Excerpted passage>
□ □ □ □ □

65 ILCS 5/Art. 11 Div. 152

 
    (65 ILCS 5/Art. 11 Div. 152 heading)
DIVISION 152. MUNICIPAL INSURANCE AVAILABILITY PROGRAM

65 ILCS 5/11-152-1

    (65 ILCS 5/11-152-1) (from Ch. 24, par. 11-152-1)
    Sec. 11-152-1. (a) The corporate authorities of any municipality over 1,000,000 in population may establish a municipal insurance availability program to make available to the residents of such municipality, who are otherwise unable to obtain such insurance at affordable rates, insurance against damage or loss, including the costs of diagnosis or repair, where the proximate cause of such damage or loss is attributable to the breakage or stoppage of a water or sewage drainage system or pipes, apparatus and conduits utilized in connection therewith.
    (b) The corporate authorities shall establish uniform eligibility requirements for participation in the program.
    (c) The corporate authorities shall appoint a program administrator to operate the program.
(Source: P.A. 84-1431.)

65 ILCS 5/11-152-2

    (65 ILCS 5/11-152-2) (from Ch. 24, par. 11-152-2)
    Sec. 11-152-2. (a) The municipal insurance availability program shall offer to each eligible resident coverage in the amount and type determined to be sufficient by the program administrator.
    (b) Premiums charged for coverage issued under the program shall be reasonable in relation to the coverage provided.

□ □ □ □ □

Source data>
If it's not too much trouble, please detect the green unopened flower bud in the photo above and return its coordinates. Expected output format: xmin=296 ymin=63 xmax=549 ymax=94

□ □ □ □ □

Work order 1> Write out the portion of the municipal insurance statute from "(c) The corporate" to "the coverage provided.".
Work order 2> In the municipal insurance statute, what population must a municipality exceed for its corporate authorities to establish the insurance availability program?

Expected answer 1>
(c) The corporate authorities shall appoint a program administrator to operate the program.
(Source: P.A. 84-1431.)

65 ILCS 5/11-152-2

    (65 ILCS 5/11-152-2) (from Ch. 24, par. 11-152-2)
    Sec. 11-152-2. (a) The municipal insurance availability program shall offer to each eligible resident coverage in the amount and type determined to be sufficient by the program administrator.
    (b) Premiums charged for coverage issued under the program shall be reasonable in relation to the coverage provided.

Expected answer 2> 1,000,000